Si Olivier Zahm a aujourd’hui atteint un statut d’icône médiatique, c’est sans doute grâce à la création, en 2009, du « Purple Diary », extension quotidienne en ligne de la revue « Purple », fondée en 1992 avec sa compagne d’alors Elein Fleiss, et qui a connu différentes moutures et variations avant d’aboutir, de son côté, à « Purple Fashion Magazine », la publication légendaire qu’il anime aujourd’hui – la seule incontestablement où puissent, numéro après numéro, se côtoyer des entretiens avec Pierre Huyghe, Karl Lagerfeld, Yoko Ono, Bernard-Henri Lévy, Alain Badiou, Lindsay Lohan, Mehdi Belhaj Kacem, Pierre Guyotat, Damien Hirst, et bien d’autres. La seule aussi qui donna hier et continue à fournir aujourd’hui une tribune libre à la créativité photographique de Terry Richardson ou Juergen Teller, Mario Sorrenti ou Inez van Lamsweerde et Vinoodh Matadin.

- - - - - - -

Consignes: Extrayez mot pour mot, s'il vous plaît, le passage du texte sur Olivier Zahm qui commence à « Si Olivier Zahm » et se termine à « et Vinoodh Matadin. ».

Données fournies:
- - - - - - -

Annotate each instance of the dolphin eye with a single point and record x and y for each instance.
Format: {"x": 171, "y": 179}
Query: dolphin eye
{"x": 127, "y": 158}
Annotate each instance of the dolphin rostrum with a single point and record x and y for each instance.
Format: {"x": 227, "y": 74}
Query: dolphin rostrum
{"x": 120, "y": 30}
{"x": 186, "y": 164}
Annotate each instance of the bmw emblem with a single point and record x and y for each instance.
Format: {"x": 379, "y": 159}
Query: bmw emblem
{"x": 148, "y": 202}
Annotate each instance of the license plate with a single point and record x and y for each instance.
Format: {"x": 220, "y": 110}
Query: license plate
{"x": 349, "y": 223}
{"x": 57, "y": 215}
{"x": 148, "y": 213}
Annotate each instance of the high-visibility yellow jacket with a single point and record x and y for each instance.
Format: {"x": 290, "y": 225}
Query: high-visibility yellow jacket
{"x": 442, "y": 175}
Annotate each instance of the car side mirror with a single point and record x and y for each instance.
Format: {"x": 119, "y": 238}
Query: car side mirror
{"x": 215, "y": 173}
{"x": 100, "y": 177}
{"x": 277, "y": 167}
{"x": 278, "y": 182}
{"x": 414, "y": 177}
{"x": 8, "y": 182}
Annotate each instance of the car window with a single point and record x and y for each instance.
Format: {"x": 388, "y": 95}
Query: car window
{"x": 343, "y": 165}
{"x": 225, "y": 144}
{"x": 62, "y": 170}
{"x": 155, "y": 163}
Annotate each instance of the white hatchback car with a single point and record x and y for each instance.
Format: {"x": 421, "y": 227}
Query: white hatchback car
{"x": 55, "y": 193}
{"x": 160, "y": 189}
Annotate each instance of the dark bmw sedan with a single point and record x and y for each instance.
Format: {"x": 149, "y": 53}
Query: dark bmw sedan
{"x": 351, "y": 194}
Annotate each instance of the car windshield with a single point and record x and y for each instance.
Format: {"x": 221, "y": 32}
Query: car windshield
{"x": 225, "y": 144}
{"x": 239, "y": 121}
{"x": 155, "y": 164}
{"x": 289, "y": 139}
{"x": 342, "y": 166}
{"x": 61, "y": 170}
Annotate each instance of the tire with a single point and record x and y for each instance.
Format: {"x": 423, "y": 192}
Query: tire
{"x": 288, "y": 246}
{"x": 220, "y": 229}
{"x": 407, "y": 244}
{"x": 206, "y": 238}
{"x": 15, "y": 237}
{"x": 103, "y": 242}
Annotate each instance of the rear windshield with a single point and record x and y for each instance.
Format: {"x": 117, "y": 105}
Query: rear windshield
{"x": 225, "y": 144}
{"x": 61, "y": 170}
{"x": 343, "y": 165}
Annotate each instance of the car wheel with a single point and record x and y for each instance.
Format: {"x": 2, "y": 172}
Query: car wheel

- - - - - - -

Résultat:
Si Olivier Zahm a aujourd’hui atteint un statut d’icône médiatique, c’est sans doute grâce à la création, en 2009, du « Purple Diary », extension quotidienne en ligne de la revue « Purple », fondée en 1992 avec sa compagne d’alors Elein Fleiss, et qui a connu différentes moutures et variations avant d’aboutir, de son côté, à « Purple Fashion Magazine », la publication légendaire qu’il anime aujourd’hui – la seule incontestablement où puissent, numéro après numéro, se côtoyer des entretiens avec Pierre Huyghe, Karl Lagerfeld, Yoko Ono, Bernard-Henri Lévy, Alain Badiou, Lindsay Lohan, Mehdi Belhaj Kacem, Pierre Guyotat, Damien Hirst, et bien d’autres. La seule aussi qui donna hier et continue à fournir aujourd’hui une tribune libre à la créativité photographique de Terry Richardson ou Juergen Teller, Mario Sorrenti ou Inez van Lamsweerde et Vinoodh Matadin.